[Stored data entries]
****
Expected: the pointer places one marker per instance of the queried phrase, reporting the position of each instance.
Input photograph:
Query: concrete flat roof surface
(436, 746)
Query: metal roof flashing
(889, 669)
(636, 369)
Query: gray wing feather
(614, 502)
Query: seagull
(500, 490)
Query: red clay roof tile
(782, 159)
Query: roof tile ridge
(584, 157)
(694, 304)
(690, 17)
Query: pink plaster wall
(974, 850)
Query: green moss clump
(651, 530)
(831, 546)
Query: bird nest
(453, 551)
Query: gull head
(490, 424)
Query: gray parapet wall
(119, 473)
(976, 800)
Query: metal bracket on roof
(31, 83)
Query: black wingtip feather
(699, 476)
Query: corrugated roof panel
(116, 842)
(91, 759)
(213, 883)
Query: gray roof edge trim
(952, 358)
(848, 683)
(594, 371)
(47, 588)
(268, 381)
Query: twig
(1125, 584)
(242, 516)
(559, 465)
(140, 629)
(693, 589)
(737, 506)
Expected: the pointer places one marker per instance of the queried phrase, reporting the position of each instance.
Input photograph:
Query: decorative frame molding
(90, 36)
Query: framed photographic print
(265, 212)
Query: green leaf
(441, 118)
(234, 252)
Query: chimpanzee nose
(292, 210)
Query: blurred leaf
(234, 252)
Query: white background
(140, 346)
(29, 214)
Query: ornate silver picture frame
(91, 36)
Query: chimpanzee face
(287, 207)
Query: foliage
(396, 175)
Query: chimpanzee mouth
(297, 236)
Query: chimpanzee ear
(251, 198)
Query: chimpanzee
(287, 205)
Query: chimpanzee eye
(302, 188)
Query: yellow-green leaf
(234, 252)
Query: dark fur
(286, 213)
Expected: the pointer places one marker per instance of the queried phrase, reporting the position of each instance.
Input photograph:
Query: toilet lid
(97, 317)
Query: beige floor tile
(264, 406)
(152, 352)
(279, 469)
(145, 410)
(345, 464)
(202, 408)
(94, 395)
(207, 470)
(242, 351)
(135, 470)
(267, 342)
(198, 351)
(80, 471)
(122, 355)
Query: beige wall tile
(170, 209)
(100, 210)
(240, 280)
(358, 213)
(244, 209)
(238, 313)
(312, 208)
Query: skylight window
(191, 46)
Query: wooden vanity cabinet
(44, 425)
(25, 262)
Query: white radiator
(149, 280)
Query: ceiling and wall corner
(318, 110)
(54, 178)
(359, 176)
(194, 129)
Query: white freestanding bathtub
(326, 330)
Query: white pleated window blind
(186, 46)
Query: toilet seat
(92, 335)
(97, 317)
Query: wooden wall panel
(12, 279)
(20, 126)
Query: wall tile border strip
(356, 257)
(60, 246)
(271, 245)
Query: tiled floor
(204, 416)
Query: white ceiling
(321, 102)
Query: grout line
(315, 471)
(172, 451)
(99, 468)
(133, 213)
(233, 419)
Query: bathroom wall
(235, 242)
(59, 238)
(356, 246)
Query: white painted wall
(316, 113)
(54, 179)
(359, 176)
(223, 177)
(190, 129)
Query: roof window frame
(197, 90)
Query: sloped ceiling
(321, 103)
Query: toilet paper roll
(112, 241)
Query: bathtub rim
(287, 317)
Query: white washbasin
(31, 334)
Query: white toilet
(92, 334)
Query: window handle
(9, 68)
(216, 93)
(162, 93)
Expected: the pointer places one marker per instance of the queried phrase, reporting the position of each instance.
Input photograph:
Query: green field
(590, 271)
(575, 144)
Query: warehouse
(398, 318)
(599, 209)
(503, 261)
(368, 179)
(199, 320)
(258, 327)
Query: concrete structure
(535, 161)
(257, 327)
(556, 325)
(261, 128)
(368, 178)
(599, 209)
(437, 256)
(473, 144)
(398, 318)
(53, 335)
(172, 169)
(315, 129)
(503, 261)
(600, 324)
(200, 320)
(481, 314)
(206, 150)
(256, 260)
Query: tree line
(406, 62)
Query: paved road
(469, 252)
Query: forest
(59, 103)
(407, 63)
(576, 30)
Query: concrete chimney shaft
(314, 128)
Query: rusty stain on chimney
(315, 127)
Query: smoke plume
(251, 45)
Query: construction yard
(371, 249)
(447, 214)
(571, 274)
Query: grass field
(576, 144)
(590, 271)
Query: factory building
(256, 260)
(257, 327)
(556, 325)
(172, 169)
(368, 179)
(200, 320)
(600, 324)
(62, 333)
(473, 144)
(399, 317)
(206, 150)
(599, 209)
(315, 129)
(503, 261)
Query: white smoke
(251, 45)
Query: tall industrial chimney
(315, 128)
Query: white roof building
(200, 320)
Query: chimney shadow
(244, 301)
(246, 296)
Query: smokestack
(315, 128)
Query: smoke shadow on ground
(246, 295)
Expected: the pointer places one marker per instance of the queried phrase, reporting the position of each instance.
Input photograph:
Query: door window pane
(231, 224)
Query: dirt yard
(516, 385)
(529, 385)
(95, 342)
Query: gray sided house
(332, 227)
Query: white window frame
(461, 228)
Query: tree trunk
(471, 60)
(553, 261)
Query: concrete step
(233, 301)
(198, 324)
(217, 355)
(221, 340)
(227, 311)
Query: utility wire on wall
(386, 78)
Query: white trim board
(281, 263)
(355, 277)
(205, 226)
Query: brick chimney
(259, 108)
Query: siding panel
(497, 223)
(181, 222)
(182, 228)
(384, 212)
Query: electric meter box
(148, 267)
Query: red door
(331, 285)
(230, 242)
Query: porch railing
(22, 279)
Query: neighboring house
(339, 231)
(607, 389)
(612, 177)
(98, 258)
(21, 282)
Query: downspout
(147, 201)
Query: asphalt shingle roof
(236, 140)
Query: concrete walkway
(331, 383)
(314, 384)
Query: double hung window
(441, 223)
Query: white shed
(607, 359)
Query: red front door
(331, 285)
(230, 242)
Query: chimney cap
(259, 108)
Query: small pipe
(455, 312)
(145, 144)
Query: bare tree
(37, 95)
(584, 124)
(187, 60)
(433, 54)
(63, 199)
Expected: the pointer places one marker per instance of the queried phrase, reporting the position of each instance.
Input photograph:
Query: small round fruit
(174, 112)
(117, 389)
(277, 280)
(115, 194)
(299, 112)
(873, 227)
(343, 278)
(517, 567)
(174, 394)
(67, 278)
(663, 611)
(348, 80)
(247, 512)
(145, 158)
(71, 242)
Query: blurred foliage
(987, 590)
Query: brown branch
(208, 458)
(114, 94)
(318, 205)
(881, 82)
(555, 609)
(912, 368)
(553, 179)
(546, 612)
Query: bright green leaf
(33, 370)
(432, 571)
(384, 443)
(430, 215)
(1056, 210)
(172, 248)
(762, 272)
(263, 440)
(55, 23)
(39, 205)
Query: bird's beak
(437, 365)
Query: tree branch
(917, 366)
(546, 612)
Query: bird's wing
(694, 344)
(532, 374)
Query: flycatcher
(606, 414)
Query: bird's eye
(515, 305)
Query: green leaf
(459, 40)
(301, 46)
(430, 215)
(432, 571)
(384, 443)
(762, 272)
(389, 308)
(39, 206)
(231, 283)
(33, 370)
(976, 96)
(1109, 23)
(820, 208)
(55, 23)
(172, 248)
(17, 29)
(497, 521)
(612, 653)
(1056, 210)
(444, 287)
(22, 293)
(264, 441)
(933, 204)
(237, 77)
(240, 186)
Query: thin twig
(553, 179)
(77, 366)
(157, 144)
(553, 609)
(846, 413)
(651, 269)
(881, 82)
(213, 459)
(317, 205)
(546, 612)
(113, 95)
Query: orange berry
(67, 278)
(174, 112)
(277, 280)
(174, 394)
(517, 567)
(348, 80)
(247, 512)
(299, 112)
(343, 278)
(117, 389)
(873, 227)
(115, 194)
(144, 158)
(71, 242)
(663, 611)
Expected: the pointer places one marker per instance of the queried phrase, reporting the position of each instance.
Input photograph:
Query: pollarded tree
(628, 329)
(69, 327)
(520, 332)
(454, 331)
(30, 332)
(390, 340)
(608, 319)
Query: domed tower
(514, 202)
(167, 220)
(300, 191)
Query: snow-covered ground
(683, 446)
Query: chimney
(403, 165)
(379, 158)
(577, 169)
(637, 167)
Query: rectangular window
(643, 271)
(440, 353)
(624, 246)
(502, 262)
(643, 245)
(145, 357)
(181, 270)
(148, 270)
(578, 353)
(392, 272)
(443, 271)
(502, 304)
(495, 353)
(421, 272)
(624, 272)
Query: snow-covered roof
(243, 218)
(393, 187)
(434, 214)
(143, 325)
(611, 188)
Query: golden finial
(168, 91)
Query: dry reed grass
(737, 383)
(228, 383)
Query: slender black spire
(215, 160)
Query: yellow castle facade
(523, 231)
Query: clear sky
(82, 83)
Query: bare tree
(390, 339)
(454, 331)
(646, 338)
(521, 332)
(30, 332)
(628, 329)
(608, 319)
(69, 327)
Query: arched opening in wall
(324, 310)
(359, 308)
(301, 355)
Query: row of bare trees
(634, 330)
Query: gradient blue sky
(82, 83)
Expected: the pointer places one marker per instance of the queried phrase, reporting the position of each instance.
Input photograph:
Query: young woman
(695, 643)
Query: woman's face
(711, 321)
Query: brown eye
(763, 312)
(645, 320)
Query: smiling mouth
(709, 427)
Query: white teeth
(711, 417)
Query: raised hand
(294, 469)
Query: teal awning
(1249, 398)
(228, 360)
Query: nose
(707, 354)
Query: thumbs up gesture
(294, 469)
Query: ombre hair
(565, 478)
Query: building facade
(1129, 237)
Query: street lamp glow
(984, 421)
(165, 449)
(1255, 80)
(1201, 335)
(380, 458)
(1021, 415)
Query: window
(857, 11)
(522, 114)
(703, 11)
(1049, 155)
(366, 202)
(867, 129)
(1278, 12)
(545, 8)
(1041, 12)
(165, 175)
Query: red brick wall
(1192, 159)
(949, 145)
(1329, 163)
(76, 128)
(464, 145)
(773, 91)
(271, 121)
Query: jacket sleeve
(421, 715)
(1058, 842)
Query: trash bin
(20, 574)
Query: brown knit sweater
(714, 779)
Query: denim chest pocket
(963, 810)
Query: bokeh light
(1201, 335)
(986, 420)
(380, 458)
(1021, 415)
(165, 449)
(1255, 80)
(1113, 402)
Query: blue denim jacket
****
- **Problem to work on**
Starting with the line that contains "Query: row of bare trees", repeat each line through the last one exactly as it appears. Include both ends and nothing more.

- **Expected output**
Query: row of bare trees
(634, 330)
Query: gradient blue sky
(82, 83)
Expected: the pointer places one marker per instance of the queried phrase, reporting the position of each instance.
Input photograph:
Query: young woman
(695, 643)
Query: woman's face
(711, 321)
Query: brown eye
(763, 312)
(645, 320)
Query: smiling mouth
(709, 427)
Query: white teeth
(711, 417)
Query: raised hand
(294, 469)
Query: teal awning
(1249, 398)
(228, 360)
Query: nose
(707, 354)
Query: thumbs up gesture
(294, 469)
Query: ombre hair
(565, 478)
Query: building facade
(1129, 237)
Query: street lamp glow
(984, 421)
(165, 449)
(1255, 80)
(1201, 335)
(380, 458)
(1021, 415)
Query: window
(857, 11)
(522, 114)
(703, 11)
(1049, 155)
(366, 202)
(867, 129)
(1278, 12)
(545, 8)
(1041, 12)
(165, 175)
Query: red brick wall
(1192, 159)
(949, 145)
(1329, 163)
(76, 128)
(464, 145)
(773, 91)
(271, 121)
Query: jacket sleeve
(421, 715)
(1058, 842)
Query: trash bin
(20, 574)
Query: brown knit sweater
(714, 779)
Query: denim chest pocket
(963, 810)
Query: bokeh light
(1201, 335)
(986, 420)
(380, 458)
(1021, 415)
(165, 449)
(1255, 80)
(1113, 402)
Query: blue denim jacket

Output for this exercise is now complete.